### What to produce:
Carry on the analysis of the Kursk incursion and Russia's war of attrition from the point where it stops.

### Passage given:

+--

03.09 War Analytics

The War of Attrition’s Kursk Battle: The interim results of the Ukrainian Armed Forces’ invasion


The Ukrainian Armed Forces' breakthrough in Kursk has presented the Kremlin with a dilemma: either redeploy troops from the main offensive direction or temporarily accept the loss of Russian territory, thereby demonstrating the inadequacy of its resource and manpower advantages. This situation has significantly tarnished the picture of a victorious military campaign for 2024 and has once again raised the question: can Russia win a war of attrition?

Opting to continue the offensive towards Pokrovsk, the Kremlin has moved the ‘Kursk battle’ into the information space, seeking by all means to downplay the impact of events. This has forced it to abandon opportunities for patriotic mobilisation (‘the enemy is on our soil’). The efforts of the Russian authorities to mitigate the effects of the Kursk invasion on public opinion have achieved limited results.

Polls show a sharp surge in attention to news about the war and events in the Kursk region, worsening assessments of the situation in the country, a decline in trust in the authorities and an increase in anxiety. However, the panic of the first week of the invasion has been dampened as the flow of new information has decreased. At the same time, the Ukrainian invasion has struck a blow to the expectations of Russian victories that had been building since early summer, which were seen as bringing the war closer to its end. As the new working year begins, public opinion enters a state of anxiety as it waits for developments around Pokrovsk.

Can Russia win a war of attrition?

It is still too early to draw final conclusions about the Kursk operation by the Ukrainian Armed Forces. The results will be determined on two fronts: in the Kursk region itself and on the main axis of the Russian offensive towards Pokrovsk. However, it is already clear that the anticipated picture of a victorious 2024 military campaign for the Kremlin has, at the very least, been marred and called into question. Even if Russia captures Pokrovsk and achieves its strategic goals on the main front, as planned, this victory will appear at least ambiguous in light of the vulnerability demonstrated by the Kursk breakthrough.

+--

### Provided data:
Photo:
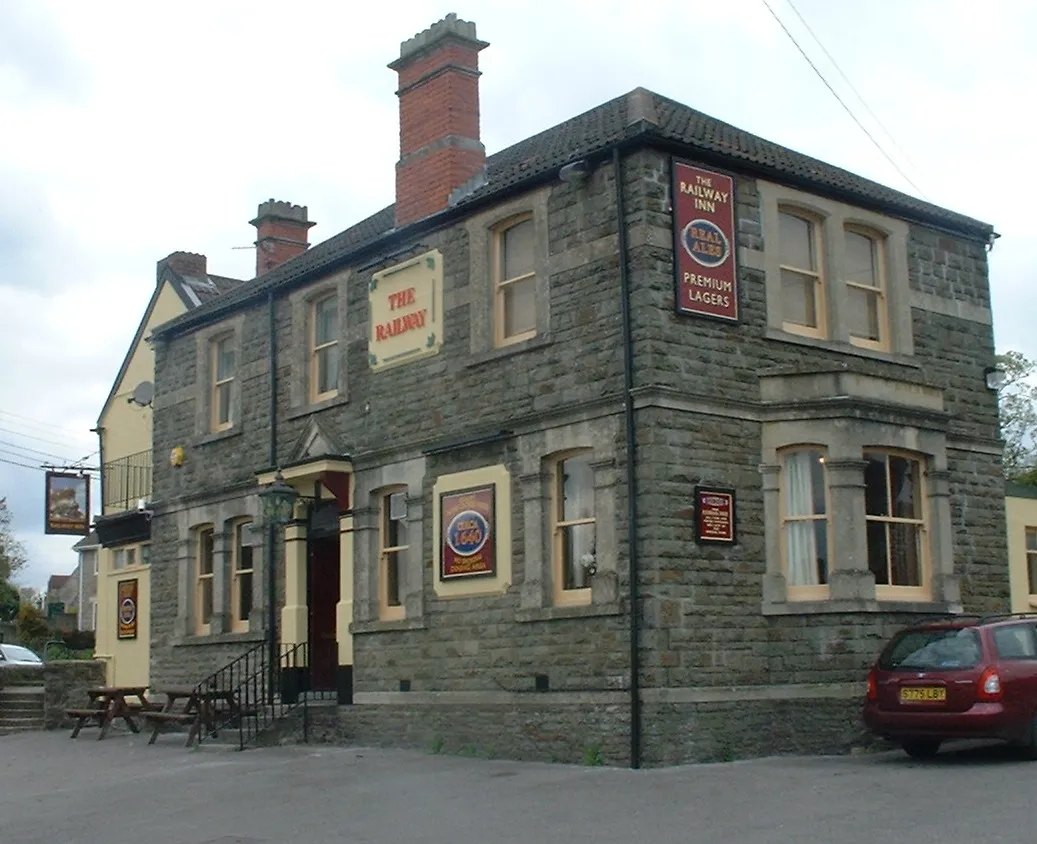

+--

### Right answer:
The immediate goal of the counteroffensive in the Kursk region was to divert Russian troops from the main axis of Russian pressure on Pokrovsk, and this goal has not been achieved. However, the Kursk operation has raised a much broader question: can Russia win a war of attrition against Ukraine?

The Kremlin bet on a long war during the summer and early autumn of 2022, making key decisions to significantly increase military expenditures, expand arms production, and implement ‘partial’ mobilisation. These decisions were intended to create an undeniable advantage for Russia. The Kremlin accumulated resources for a year and a half, successfully repelled the Ukrainian counteroffensive in 2023, and prepared its own. It also found a reliable source of replenishing its manpower – real commercial contracts that allowed the Ministry of Defence to recruit new contingents for its bloody assaults.

The logic of the slow but inevitable Russian advance during the summer 2024 campaign was meant to demonstrate that the answer to the above question was unequivocal. Russian troops methodically advanced across a broad front, capturing the northeast of Donbas, while the Ministry of Defence reported tens of thousands, even hundreds of thousands, of new contract soldiers recruited on a commercial basis.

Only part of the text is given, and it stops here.